__Page text__
They make great cars with a great warranty at an amazing price!


----------



## Love

2012 Kia Optima EX, 52000 miles... soon to be for sale! 

Best of luck garsh! If you happen to find something and feel like sharing, I'd like to know what you find and go with.

Also, I believe the Optima and Sonata are sister cars and can honestly say that this has been a great car for me. So I can echo @SoFlaModel3 sentiments a bit here.


----------



## jvmoore1

my wife really likes her Hyundai Santa Fe. Great for carrying all our stuff for travel soccer


----------



## mig

@garsh, your comment about driving through VLBW made me laugh. Toward the end of my Leaf lease in winter, I would often get home with '---' for miles remaining, and you do get a bit used to it. But my wife did think I was crazy.

I remember you from days of yore on those Leaf forums, and I can't think of anyone that more deserves to finally have a good range EV. Hope you still get your Tesla!


----------



## garsh

mig said:


> @garsh, your comment about driving through VLBW made me laugh. Toward the end of my Leaf lease in winter, I would often get home with '---' for miles remaining, and you do get a bit used to it.

__Your instructions__
Carry the car forum thread forward from the point where it ends.

__Raw data__
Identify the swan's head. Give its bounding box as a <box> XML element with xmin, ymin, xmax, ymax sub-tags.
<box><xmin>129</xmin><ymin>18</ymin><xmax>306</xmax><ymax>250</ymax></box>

__Answer for this exercise__
I hit VLBW _every_ _day_. I've hit turtle about 6 times. I've run it until it died three times (although the one time, I made it to the charger, and it died just after I took a picture of the little turtle symbol on the dashboard).

You're damn right I deserve a 310-mile Tesla.


----------



## mig

Whenever the kids were in the car and we got the VLBW warning, they would shout "Take it to turtle! Take it to turtle!!" Ah, I think the kids miss it...


----------



## Brett

mig said:


> "Take it to turtle! Take it to turtle!!"


OK, I'll bite, what's a turtle? I've never driven a Leaf...


----------



## garsh

Brett said:


> OK, I'll bite, what's a turtle? I've never driven a Leaf...


LBW - Low Battery Warning. When you have about 8 miles of range left, the car says "Low Battery Warning" in a soothing, female voice, and a message pops up in the binnacle.










VLBW - Very Low Battery Warning. When you have roughly 4 miles of range left, the soothing female voice says "Very Low Battery - Search for nearest charging stations?". This time, instead of showing a message in the binnacle, the navigation screen pops up a VLB warning in a window that gives you a button to initiate a search for charging stations. The "miles remaining" gauge gives up at this point and just displays three dashes.










Turtle mode. This happens when you have probably less than a half mile of range left. There's no soothing female voice anymore. The car beeps at you. A little turtle icon in a circle lights up on the dashboard (thus, "turtle mode"). The binnacle displays a message about motor power being limited. This is when you have some major pucker factor.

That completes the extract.